- **EXERCISE DESCRIPTION**:
Establish the number of lines below that contain the string "grey". State that number alone.

- **DATA RECORDS**:
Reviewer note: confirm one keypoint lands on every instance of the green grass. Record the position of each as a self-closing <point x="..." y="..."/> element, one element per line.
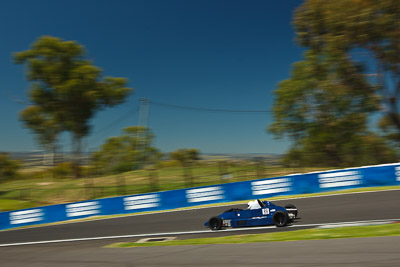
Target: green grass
<point x="311" y="234"/>
<point x="39" y="189"/>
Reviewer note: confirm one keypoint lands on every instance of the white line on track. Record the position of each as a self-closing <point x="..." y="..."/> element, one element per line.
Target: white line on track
<point x="91" y="219"/>
<point x="194" y="232"/>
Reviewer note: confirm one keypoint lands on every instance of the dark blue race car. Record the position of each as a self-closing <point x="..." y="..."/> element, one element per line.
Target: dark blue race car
<point x="258" y="213"/>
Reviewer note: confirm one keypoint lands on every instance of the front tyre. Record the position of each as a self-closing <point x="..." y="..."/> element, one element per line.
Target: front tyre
<point x="292" y="209"/>
<point x="280" y="218"/>
<point x="215" y="223"/>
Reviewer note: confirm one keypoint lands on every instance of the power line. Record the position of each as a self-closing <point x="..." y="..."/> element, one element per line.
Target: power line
<point x="116" y="122"/>
<point x="209" y="109"/>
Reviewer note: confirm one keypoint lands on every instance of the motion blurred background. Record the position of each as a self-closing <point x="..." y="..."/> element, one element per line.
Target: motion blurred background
<point x="107" y="98"/>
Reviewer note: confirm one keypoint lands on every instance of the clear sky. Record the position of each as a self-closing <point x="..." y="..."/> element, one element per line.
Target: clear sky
<point x="216" y="54"/>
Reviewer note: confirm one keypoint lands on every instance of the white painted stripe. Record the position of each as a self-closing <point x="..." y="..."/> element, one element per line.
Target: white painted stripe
<point x="202" y="199"/>
<point x="271" y="191"/>
<point x="270" y="181"/>
<point x="92" y="203"/>
<point x="337" y="174"/>
<point x="179" y="233"/>
<point x="82" y="213"/>
<point x="339" y="184"/>
<point x="209" y="207"/>
<point x="145" y="197"/>
<point x="33" y="219"/>
<point x="141" y="206"/>
<point x="270" y="186"/>
<point x="23" y="212"/>
<point x="214" y="188"/>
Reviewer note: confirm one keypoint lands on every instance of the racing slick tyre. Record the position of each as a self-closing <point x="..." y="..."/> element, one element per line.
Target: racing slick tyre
<point x="291" y="206"/>
<point x="280" y="218"/>
<point x="215" y="223"/>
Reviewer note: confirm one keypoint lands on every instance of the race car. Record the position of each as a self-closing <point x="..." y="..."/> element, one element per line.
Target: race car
<point x="257" y="213"/>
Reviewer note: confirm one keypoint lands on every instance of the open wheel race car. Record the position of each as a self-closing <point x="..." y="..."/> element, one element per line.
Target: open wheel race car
<point x="258" y="213"/>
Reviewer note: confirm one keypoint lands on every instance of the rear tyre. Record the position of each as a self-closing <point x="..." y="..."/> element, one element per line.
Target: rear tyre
<point x="291" y="206"/>
<point x="215" y="223"/>
<point x="280" y="218"/>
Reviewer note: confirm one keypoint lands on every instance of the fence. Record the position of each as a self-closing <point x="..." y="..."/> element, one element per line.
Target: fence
<point x="379" y="175"/>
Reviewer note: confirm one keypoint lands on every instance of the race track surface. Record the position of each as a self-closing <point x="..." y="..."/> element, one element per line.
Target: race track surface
<point x="363" y="252"/>
<point x="316" y="210"/>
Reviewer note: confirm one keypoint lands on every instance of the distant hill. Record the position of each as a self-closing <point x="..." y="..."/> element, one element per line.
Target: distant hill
<point x="37" y="158"/>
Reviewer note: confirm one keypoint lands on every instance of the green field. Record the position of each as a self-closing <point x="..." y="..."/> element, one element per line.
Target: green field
<point x="311" y="234"/>
<point x="37" y="188"/>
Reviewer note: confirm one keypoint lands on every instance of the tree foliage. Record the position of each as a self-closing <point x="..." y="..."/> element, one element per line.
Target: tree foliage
<point x="325" y="105"/>
<point x="66" y="89"/>
<point x="125" y="153"/>
<point x="8" y="167"/>
<point x="186" y="157"/>
<point x="353" y="27"/>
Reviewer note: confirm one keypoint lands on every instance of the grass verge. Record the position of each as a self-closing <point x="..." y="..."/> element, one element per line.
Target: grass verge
<point x="310" y="234"/>
<point x="241" y="202"/>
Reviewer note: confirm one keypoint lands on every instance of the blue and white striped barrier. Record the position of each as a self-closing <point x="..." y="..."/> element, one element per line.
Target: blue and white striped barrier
<point x="314" y="182"/>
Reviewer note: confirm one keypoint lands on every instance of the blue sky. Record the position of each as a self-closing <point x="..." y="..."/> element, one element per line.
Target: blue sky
<point x="218" y="54"/>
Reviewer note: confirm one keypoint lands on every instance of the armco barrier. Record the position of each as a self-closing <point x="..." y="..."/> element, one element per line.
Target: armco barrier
<point x="379" y="175"/>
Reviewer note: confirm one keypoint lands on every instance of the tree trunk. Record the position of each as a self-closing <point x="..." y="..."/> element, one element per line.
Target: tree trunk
<point x="76" y="143"/>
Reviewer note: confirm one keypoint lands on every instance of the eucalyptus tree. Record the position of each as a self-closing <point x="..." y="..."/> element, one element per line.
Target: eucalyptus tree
<point x="67" y="89"/>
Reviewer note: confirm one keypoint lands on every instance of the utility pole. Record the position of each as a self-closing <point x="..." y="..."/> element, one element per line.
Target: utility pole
<point x="142" y="135"/>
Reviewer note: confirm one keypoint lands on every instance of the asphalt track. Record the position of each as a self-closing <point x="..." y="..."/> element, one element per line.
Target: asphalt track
<point x="378" y="251"/>
<point x="363" y="252"/>
<point x="380" y="205"/>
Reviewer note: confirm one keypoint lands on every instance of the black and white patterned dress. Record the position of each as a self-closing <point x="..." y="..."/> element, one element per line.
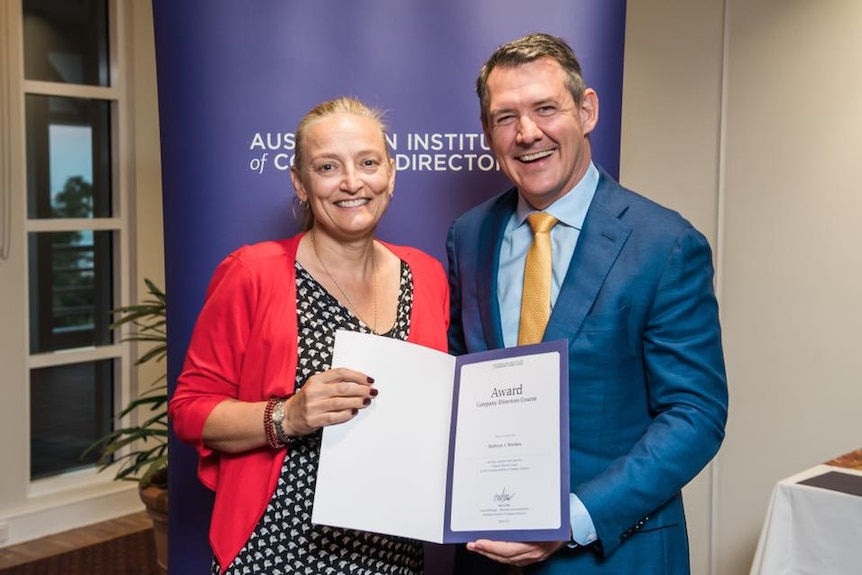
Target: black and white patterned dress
<point x="285" y="541"/>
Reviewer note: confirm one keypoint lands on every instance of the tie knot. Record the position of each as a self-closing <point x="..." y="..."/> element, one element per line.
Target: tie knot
<point x="541" y="222"/>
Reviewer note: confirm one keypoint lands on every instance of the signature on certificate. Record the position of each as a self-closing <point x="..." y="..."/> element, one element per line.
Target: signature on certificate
<point x="503" y="497"/>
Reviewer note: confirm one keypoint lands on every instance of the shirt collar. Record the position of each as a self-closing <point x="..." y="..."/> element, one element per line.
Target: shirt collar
<point x="571" y="208"/>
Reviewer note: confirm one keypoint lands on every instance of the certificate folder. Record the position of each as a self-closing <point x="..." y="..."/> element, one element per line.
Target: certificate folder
<point x="453" y="449"/>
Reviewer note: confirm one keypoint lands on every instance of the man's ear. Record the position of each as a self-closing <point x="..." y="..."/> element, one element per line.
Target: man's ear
<point x="589" y="110"/>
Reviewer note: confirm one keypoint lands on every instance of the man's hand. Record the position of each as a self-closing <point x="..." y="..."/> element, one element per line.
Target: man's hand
<point x="518" y="554"/>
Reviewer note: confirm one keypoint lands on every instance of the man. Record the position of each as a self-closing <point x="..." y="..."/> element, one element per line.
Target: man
<point x="631" y="290"/>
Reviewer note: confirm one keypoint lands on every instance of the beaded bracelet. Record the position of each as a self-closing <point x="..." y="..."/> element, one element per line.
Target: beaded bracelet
<point x="269" y="426"/>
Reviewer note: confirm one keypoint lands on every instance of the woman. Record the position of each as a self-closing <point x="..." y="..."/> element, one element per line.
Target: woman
<point x="257" y="387"/>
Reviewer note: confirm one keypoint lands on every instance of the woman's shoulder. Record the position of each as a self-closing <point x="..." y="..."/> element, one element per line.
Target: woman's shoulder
<point x="413" y="255"/>
<point x="261" y="252"/>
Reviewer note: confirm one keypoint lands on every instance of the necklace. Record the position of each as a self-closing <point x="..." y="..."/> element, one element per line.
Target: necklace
<point x="349" y="303"/>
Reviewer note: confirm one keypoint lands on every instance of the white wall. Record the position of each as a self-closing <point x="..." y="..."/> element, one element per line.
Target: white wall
<point x="777" y="192"/>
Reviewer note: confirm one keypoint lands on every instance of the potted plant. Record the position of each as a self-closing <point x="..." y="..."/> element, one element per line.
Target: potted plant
<point x="140" y="448"/>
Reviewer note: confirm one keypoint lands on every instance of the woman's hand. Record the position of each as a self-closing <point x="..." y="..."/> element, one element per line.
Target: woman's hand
<point x="329" y="397"/>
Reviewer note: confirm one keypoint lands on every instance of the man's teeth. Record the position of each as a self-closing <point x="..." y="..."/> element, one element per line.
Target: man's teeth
<point x="352" y="203"/>
<point x="536" y="156"/>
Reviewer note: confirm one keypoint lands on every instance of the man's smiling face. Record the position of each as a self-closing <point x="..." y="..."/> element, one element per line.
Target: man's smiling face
<point x="537" y="131"/>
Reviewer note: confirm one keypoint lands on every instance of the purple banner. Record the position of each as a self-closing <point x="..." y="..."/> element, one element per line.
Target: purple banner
<point x="234" y="80"/>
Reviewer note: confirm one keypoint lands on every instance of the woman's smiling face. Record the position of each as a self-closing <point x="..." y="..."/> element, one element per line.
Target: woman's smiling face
<point x="345" y="174"/>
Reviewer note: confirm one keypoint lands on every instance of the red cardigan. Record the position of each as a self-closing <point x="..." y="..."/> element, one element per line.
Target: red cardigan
<point x="244" y="347"/>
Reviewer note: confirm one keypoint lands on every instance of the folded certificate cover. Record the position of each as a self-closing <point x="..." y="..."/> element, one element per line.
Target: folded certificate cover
<point x="453" y="449"/>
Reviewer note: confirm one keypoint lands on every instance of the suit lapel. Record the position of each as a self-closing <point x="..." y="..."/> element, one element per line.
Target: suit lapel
<point x="599" y="245"/>
<point x="488" y="255"/>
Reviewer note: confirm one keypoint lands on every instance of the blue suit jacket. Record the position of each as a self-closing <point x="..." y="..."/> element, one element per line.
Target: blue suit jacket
<point x="647" y="385"/>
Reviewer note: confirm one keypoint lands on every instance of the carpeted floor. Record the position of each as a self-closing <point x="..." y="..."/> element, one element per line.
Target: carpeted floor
<point x="132" y="554"/>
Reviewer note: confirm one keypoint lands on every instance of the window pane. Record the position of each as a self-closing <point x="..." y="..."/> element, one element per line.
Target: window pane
<point x="68" y="158"/>
<point x="71" y="407"/>
<point x="66" y="41"/>
<point x="70" y="289"/>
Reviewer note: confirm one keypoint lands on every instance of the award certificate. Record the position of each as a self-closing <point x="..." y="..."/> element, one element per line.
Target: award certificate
<point x="452" y="449"/>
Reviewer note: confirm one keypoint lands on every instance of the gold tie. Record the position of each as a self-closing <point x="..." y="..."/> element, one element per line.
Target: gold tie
<point x="536" y="298"/>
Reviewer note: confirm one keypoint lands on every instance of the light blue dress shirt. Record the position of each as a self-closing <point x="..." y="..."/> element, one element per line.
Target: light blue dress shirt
<point x="570" y="211"/>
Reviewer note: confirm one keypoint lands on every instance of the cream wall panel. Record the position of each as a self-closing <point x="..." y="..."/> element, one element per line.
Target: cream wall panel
<point x="792" y="269"/>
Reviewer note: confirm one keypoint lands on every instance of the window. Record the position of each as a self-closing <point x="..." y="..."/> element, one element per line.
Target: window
<point x="73" y="113"/>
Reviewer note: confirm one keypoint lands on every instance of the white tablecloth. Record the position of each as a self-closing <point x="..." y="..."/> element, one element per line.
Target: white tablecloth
<point x="811" y="530"/>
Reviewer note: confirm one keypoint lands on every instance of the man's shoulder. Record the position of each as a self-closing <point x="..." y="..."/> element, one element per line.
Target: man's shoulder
<point x="635" y="208"/>
<point x="503" y="202"/>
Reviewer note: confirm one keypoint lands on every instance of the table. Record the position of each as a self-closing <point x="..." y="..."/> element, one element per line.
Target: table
<point x="814" y="522"/>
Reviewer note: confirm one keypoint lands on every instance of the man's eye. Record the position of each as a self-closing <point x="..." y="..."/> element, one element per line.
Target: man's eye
<point x="504" y="120"/>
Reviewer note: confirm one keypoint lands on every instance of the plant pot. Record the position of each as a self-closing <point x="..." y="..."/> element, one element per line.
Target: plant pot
<point x="156" y="501"/>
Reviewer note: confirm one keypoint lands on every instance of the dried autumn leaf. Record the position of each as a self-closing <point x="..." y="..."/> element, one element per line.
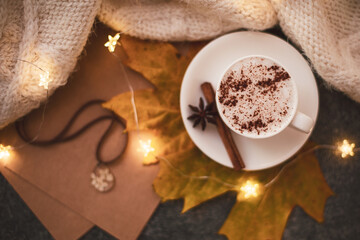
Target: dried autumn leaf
<point x="264" y="217"/>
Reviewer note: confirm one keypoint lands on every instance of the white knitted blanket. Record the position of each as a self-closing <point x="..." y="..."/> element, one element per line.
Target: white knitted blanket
<point x="51" y="34"/>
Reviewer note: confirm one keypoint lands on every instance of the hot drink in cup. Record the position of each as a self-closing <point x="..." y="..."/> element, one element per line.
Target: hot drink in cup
<point x="257" y="98"/>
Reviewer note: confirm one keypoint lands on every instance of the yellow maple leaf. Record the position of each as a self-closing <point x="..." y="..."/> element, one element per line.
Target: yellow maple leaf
<point x="261" y="217"/>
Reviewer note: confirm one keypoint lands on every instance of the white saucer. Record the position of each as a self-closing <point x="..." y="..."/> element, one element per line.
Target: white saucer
<point x="208" y="66"/>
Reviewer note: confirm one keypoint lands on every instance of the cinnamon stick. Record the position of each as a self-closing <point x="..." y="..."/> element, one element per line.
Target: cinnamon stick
<point x="223" y="130"/>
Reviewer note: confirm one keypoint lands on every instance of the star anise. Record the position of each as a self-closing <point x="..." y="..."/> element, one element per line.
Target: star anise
<point x="202" y="114"/>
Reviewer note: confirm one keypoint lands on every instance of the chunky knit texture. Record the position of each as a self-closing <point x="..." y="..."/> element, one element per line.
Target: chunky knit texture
<point x="52" y="34"/>
<point x="48" y="33"/>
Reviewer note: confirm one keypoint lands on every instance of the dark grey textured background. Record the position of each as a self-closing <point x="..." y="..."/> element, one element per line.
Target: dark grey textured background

- **OUTPUT OF THE EXERCISE**:
2